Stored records
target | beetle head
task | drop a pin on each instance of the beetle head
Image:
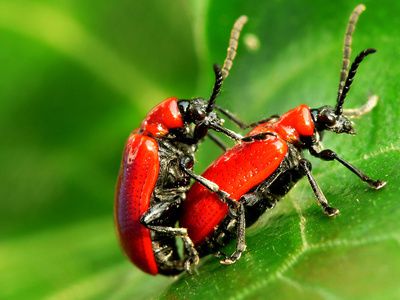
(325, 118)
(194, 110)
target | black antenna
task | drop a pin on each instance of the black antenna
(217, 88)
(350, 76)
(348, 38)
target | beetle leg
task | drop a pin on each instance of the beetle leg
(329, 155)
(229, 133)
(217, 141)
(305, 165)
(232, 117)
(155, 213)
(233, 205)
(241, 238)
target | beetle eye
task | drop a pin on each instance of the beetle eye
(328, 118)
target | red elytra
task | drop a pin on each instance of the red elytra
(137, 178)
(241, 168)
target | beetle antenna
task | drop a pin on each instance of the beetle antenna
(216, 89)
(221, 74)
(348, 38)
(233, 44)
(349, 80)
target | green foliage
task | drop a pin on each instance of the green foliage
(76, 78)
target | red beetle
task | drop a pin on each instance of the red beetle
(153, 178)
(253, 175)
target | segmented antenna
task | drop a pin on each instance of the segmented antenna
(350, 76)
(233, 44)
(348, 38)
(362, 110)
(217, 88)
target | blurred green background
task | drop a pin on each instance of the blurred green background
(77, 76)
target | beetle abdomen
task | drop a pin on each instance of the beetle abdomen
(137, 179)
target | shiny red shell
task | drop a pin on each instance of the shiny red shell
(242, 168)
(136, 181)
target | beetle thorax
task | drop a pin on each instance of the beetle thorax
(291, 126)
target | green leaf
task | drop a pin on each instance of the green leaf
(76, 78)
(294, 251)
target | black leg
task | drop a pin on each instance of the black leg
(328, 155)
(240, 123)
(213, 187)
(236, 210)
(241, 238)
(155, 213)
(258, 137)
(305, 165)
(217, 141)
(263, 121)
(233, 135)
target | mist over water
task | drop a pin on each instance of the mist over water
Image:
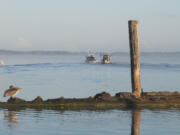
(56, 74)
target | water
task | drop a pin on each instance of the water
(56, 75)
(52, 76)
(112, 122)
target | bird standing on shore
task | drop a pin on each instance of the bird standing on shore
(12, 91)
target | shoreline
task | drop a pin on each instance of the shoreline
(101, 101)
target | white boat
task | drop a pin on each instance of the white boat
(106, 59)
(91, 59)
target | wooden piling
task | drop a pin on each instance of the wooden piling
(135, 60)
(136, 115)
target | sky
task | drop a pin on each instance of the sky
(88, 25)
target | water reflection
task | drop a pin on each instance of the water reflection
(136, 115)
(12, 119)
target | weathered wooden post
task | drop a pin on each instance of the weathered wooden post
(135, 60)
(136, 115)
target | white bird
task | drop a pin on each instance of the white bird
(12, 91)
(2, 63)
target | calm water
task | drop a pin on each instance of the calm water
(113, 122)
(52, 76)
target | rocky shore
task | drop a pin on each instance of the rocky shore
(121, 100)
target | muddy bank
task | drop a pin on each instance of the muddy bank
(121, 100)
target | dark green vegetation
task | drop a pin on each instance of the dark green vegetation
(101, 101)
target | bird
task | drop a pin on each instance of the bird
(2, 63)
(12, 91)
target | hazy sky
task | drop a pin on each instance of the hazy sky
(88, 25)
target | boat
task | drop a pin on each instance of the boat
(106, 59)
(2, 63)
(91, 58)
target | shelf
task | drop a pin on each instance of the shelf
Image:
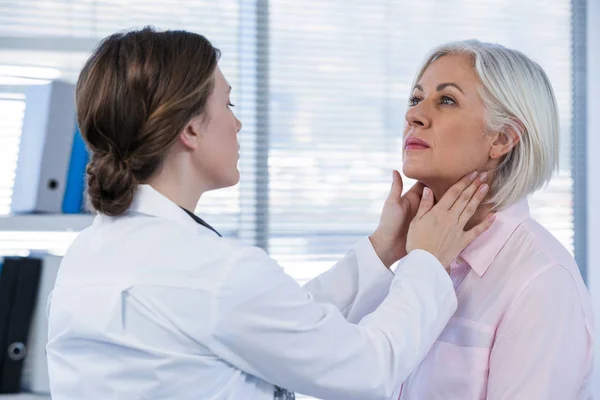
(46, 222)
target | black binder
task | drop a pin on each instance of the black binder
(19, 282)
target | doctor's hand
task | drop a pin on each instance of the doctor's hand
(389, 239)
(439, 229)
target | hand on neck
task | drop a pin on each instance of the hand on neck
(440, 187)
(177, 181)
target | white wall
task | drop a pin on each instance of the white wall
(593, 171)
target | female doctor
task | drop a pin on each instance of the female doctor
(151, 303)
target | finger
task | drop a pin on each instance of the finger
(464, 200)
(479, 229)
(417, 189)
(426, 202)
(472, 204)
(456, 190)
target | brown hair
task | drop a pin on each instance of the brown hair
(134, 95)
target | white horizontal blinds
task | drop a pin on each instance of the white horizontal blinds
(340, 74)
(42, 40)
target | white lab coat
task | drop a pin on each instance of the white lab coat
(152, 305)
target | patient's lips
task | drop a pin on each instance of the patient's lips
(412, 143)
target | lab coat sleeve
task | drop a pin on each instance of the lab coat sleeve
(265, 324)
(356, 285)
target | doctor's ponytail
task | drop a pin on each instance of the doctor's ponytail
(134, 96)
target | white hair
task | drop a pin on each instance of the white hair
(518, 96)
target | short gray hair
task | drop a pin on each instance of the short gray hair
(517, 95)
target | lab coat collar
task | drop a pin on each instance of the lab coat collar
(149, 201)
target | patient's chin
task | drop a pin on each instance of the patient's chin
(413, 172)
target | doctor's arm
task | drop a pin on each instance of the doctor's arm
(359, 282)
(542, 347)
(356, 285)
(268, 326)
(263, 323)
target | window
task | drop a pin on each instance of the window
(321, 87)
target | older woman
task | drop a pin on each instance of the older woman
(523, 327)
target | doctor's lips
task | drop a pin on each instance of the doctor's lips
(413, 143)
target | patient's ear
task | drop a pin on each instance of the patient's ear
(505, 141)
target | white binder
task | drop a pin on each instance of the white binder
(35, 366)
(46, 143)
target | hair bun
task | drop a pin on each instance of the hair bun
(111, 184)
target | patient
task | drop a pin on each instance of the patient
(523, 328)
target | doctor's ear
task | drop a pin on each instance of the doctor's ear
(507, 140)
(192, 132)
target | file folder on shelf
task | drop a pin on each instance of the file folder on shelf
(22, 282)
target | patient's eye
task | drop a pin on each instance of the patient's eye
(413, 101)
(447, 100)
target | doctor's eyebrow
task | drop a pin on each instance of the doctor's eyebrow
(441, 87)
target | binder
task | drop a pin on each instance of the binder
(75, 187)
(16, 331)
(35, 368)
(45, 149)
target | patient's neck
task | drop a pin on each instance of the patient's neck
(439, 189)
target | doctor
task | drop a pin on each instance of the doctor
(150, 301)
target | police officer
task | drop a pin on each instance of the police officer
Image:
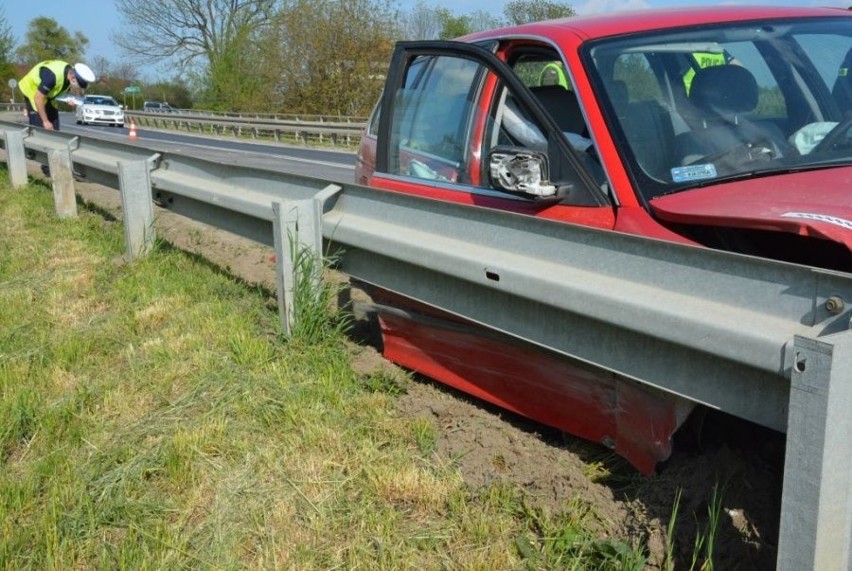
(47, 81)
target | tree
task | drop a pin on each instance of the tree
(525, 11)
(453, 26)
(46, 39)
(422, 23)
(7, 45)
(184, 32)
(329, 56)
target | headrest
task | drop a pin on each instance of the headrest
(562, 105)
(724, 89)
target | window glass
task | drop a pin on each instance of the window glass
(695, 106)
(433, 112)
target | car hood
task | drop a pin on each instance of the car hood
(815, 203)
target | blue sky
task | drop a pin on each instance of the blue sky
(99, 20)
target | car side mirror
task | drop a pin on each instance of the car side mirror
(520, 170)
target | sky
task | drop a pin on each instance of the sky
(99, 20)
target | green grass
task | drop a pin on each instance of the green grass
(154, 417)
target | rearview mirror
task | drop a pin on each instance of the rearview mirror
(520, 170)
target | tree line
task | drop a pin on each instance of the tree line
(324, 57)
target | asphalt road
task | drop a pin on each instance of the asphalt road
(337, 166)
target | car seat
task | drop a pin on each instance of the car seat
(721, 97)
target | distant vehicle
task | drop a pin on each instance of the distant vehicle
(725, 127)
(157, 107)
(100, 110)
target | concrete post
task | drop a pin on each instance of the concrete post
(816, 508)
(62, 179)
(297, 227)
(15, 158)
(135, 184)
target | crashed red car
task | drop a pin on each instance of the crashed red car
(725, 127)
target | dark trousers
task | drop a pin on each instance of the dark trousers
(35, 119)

### PROBLEM TO WORK ON
Extract the run of lines from the line holding "target | police officer" through the final line of the material above, exactly and inclusively. Leave the pictures behind.

### FINAL RESULT
target | police officer
task | drop a pin on each instance of the police officer
Image:
(47, 81)
target | tree
task | drop a pin on each instance of the tree
(525, 11)
(453, 26)
(46, 39)
(422, 23)
(7, 45)
(184, 32)
(329, 56)
target | headrest
task | drop a pin on each instance of the headrest
(562, 105)
(724, 89)
target | window glass
task | drop a pin on each instance of the window glass
(695, 106)
(433, 112)
target | car hood
task | drop a pin on each instance of the car hood
(815, 203)
target | blue sky
task | drop a pin on each instance of the blue sky
(99, 20)
target | car side mirror
task | drop a pin on each instance of the car side mirror
(520, 170)
target | sky
task | drop a pin on each instance of the sky
(99, 20)
target | green grass
task | drop a pin on each instance of the green grass
(154, 417)
target | rearview mirror
task | drop a pin on each instance of the rearview mirror
(520, 170)
target | tree line
task | drop a pin on each instance of the tree line
(324, 57)
target | asphalt road
task | drop a pin on each instance of the asphalt road
(337, 166)
target | car seat
task | drop a pin on each instance of the car seat
(721, 97)
target | distant vehicle
task | drop a pin on each instance of the distant vehicle
(725, 127)
(157, 107)
(100, 110)
target | concrete post
task | drop a pin on each instance of the concrete post
(816, 508)
(62, 179)
(297, 227)
(15, 158)
(135, 184)
target | crashed red car
task | drop a pin on each instance of the crashed red car
(725, 127)
target | dark trousers
task | drop a pin on each instance of the dark trousers
(35, 119)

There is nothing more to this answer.